PROBLEM TO SOLVE:
Could you output all of the records below exactly as they appear?

RECORDS PROVIDED:

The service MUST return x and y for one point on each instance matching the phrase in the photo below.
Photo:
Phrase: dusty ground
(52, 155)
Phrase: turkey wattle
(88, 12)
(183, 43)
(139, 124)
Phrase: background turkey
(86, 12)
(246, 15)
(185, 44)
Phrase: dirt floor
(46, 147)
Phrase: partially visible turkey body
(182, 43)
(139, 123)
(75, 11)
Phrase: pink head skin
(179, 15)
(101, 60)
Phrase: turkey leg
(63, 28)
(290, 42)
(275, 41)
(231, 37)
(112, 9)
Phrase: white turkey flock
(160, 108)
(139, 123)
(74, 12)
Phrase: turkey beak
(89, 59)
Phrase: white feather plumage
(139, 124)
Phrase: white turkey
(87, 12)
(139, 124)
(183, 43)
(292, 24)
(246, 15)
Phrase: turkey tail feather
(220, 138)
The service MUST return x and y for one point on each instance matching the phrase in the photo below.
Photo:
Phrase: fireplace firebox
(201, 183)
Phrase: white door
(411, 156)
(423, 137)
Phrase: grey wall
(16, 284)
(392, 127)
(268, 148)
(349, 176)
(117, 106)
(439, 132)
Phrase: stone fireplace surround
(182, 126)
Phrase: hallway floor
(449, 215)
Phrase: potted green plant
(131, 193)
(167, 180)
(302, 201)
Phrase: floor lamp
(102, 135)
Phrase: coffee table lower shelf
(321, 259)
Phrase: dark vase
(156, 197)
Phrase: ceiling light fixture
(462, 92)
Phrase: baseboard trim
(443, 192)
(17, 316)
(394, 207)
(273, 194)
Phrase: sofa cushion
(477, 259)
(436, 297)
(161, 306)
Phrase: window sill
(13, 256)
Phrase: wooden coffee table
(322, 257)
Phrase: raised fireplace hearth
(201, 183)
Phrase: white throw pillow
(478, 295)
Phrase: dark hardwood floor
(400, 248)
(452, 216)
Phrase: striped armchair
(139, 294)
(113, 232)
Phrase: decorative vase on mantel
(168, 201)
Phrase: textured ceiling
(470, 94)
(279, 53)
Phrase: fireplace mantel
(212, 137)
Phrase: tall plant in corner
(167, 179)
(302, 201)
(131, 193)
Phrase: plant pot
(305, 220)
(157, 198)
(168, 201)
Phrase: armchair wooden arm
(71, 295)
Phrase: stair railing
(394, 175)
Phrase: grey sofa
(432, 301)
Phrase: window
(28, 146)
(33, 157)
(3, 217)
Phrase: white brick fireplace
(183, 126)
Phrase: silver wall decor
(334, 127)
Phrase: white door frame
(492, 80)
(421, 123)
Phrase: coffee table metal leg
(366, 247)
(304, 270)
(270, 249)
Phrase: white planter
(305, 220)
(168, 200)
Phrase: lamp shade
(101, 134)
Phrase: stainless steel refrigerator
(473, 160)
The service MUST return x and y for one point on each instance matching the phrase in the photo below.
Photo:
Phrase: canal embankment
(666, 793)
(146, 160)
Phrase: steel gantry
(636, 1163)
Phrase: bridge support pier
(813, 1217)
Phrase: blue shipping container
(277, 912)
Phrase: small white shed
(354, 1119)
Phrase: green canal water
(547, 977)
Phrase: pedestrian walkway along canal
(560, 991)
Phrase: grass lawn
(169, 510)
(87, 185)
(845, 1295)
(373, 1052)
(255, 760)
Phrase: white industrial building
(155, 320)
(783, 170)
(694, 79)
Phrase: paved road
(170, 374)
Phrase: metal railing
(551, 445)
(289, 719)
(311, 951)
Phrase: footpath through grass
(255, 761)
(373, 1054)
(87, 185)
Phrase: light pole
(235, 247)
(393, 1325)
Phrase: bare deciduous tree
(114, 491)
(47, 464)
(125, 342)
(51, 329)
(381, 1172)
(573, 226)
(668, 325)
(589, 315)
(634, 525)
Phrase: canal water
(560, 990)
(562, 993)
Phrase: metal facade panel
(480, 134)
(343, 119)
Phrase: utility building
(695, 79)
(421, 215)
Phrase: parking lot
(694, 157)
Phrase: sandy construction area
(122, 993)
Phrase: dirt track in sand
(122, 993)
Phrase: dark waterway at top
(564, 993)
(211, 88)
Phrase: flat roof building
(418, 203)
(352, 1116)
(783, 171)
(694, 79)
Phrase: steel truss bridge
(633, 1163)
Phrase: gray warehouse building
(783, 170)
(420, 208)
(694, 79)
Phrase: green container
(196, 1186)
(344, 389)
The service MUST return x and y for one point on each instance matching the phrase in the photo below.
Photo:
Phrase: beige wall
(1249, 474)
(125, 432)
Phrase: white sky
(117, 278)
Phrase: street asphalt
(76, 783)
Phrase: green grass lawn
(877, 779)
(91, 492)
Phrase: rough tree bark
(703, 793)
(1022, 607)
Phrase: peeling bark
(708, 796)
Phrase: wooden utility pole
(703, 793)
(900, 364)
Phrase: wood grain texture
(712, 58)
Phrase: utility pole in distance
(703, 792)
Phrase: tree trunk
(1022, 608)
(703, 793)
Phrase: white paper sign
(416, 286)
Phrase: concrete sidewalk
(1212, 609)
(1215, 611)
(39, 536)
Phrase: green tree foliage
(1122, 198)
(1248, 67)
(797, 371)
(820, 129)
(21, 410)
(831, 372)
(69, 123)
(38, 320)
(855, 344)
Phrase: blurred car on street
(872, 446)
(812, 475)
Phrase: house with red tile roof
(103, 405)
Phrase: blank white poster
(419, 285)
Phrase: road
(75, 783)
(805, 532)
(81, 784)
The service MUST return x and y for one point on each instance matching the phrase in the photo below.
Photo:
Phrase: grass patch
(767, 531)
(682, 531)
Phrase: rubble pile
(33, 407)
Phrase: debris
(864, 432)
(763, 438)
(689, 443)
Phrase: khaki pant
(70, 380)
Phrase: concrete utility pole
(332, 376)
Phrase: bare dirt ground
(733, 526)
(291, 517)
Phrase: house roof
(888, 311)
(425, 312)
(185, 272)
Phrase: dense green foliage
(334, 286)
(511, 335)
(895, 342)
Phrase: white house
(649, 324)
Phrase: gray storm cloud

ANSWER SECTION:
The service MUST return x and y for one point on each instance matching the phrase in the photo below.
Photo:
Phrase: dusty ground
(52, 155)
Phrase: turkey wattle
(88, 12)
(183, 43)
(139, 124)
Phrase: background turkey
(86, 12)
(246, 15)
(185, 44)
Phrase: dirt floor
(46, 147)
Phrase: partially visible turkey body
(182, 43)
(139, 123)
(75, 11)
Phrase: pink head skin
(179, 15)
(101, 60)
Phrase: turkey leg
(63, 28)
(290, 42)
(275, 41)
(231, 37)
(112, 9)
Phrase: white turkey flock
(160, 108)
(139, 123)
(74, 12)
Phrase: turkey beak
(89, 59)
Phrase: white feather plumage
(139, 124)
Phrase: white turkey
(87, 12)
(139, 124)
(183, 43)
(292, 24)
(246, 15)
Phrase: turkey tail feather
(220, 138)
The service MUST return x and y for one point on each instance matching the phrase in the photo below.
Photo:
Phrase: fireplace firebox
(201, 183)
Phrase: white door
(411, 156)
(423, 137)
Phrase: grey wall
(16, 284)
(392, 127)
(268, 148)
(349, 176)
(117, 106)
(439, 132)
Phrase: stone fireplace surround
(182, 126)
Phrase: hallway floor
(449, 215)
Phrase: potted green plant
(131, 193)
(167, 180)
(302, 201)
Phrase: floor lamp
(102, 135)
Phrase: coffee table lower shelf
(321, 259)
Phrase: dark vase
(156, 197)
Phrase: ceiling light fixture
(462, 92)
Phrase: baseboard trim
(443, 192)
(17, 316)
(394, 207)
(273, 194)
Phrase: sofa cushion
(477, 259)
(436, 297)
(161, 306)
Phrase: window sill
(13, 256)
Phrase: wooden coffee table
(322, 257)
Phrase: raised fireplace hearth
(201, 183)
Phrase: white throw pillow
(478, 295)
Phrase: dark hardwood floor
(400, 248)
(452, 216)
Phrase: striped armchair
(139, 294)
(113, 232)
Phrase: decorative vase on mantel
(168, 201)
Phrase: textured ceiling
(470, 94)
(279, 53)
Phrase: fireplace mantel
(212, 137)
Phrase: tall plant in corner
(167, 179)
(302, 201)
(131, 193)
Phrase: plant pot
(305, 220)
(157, 198)
(168, 201)
Phrase: armchair wooden arm
(71, 295)
Phrase: stair railing
(394, 175)
Phrase: grey sofa
(432, 301)
Phrase: window
(28, 146)
(33, 157)
(3, 217)
Phrase: white brick fireplace
(183, 126)
Phrase: silver wall decor
(334, 127)
Phrase: white door frame
(492, 80)
(421, 123)
Phrase: coffee table metal leg
(366, 247)
(304, 270)
(270, 249)
Phrase: white planter
(305, 220)
(168, 200)
Phrase: lamp shade
(101, 134)
Phrase: stainless steel refrigerator
(473, 160)
The service MUST return x and y for one point on each instance matching the phrase in the photo below.
Photo:
Phrase: canal embankment
(666, 793)
(146, 160)
Phrase: steel gantry
(636, 1163)
Phrase: bridge support pier
(813, 1217)
Phrase: blue shipping container
(277, 912)
Phrase: small white shed
(354, 1119)
Phrase: green canal water
(547, 977)
Phrase: pedestrian walkway along canal
(560, 991)
Phrase: grass lawn
(169, 510)
(87, 185)
(845, 1295)
(373, 1052)
(255, 760)
Phrase: white industrial building
(155, 320)
(783, 170)
(694, 79)
Phrase: paved road
(170, 374)
Phrase: metal railing
(551, 445)
(289, 719)
(311, 951)
Phrase: footpath through grass
(255, 761)
(373, 1054)
(87, 185)
Phrase: light pole
(235, 247)
(393, 1325)
Phrase: bare deciduous tree
(114, 491)
(47, 464)
(125, 342)
(51, 329)
(381, 1172)
(573, 226)
(668, 325)
(589, 315)
(634, 525)
Phrase: canal water
(560, 990)
(562, 993)
Phrase: metal facade panel
(480, 134)
(343, 119)
Phrase: utility building
(695, 79)
(421, 215)
Phrase: parking lot
(694, 157)
Phrase: sandy construction area
(122, 993)
Phrase: dirt track in sand
(122, 993)
Phrase: dark waterway at top
(564, 993)
(211, 88)
Phrase: flat roof building
(418, 203)
(352, 1116)
(783, 171)
(694, 79)
Phrase: steel truss bridge
(633, 1163)
Phrase: gray warehouse building
(783, 170)
(420, 208)
(694, 79)
Phrase: green container
(196, 1186)
(344, 389)
The service MUST return x and y for one point on each instance matching the phrase in the photo below.
Photo:
Phrase: beige wall
(1249, 474)
(125, 432)
Phrase: white sky
(117, 278)
Phrase: street asphalt
(76, 783)
Phrase: green grass lawn
(877, 779)
(91, 492)
Phrase: rough tree bark
(703, 793)
(1022, 607)
Phrase: peeling bark
(708, 796)
Phrase: wooden utility pole
(703, 793)
(900, 364)
Phrase: wood grain texture
(712, 58)
Phrase: utility pole in distance
(703, 792)
Phrase: tree trunk
(1022, 608)
(703, 793)
Phrase: white paper sign
(416, 286)
Phrase: concrete sidewalk
(1212, 609)
(1215, 611)
(39, 536)
Phrase: green tree foliage
(1122, 198)
(1248, 67)
(797, 371)
(820, 129)
(21, 410)
(831, 372)
(69, 123)
(38, 320)
(855, 344)
Phrase: blurred car on street
(872, 446)
(812, 475)
Phrase: house with red tile roof
(103, 405)
Phrase: blank white poster
(419, 285)
Phrase: road
(75, 783)
(805, 532)
(81, 784)
The service MUST return x and y for one point on each instance matching the phrase in the photo below.
Photo:
Phrase: grass patch
(767, 531)
(682, 531)
Phrase: rubble pile
(33, 407)
Phrase: debris
(864, 432)
(763, 438)
(689, 443)
Phrase: khaki pant
(70, 380)
Phrase: concrete utility pole
(332, 376)
Phrase: bare dirt ground
(733, 526)
(291, 517)
Phrase: house roof
(888, 311)
(425, 312)
(185, 272)
Phrase: dense green foliage
(334, 286)
(511, 335)
(895, 342)
Phrase: white house
(649, 324)
Phrase: gray storm cloud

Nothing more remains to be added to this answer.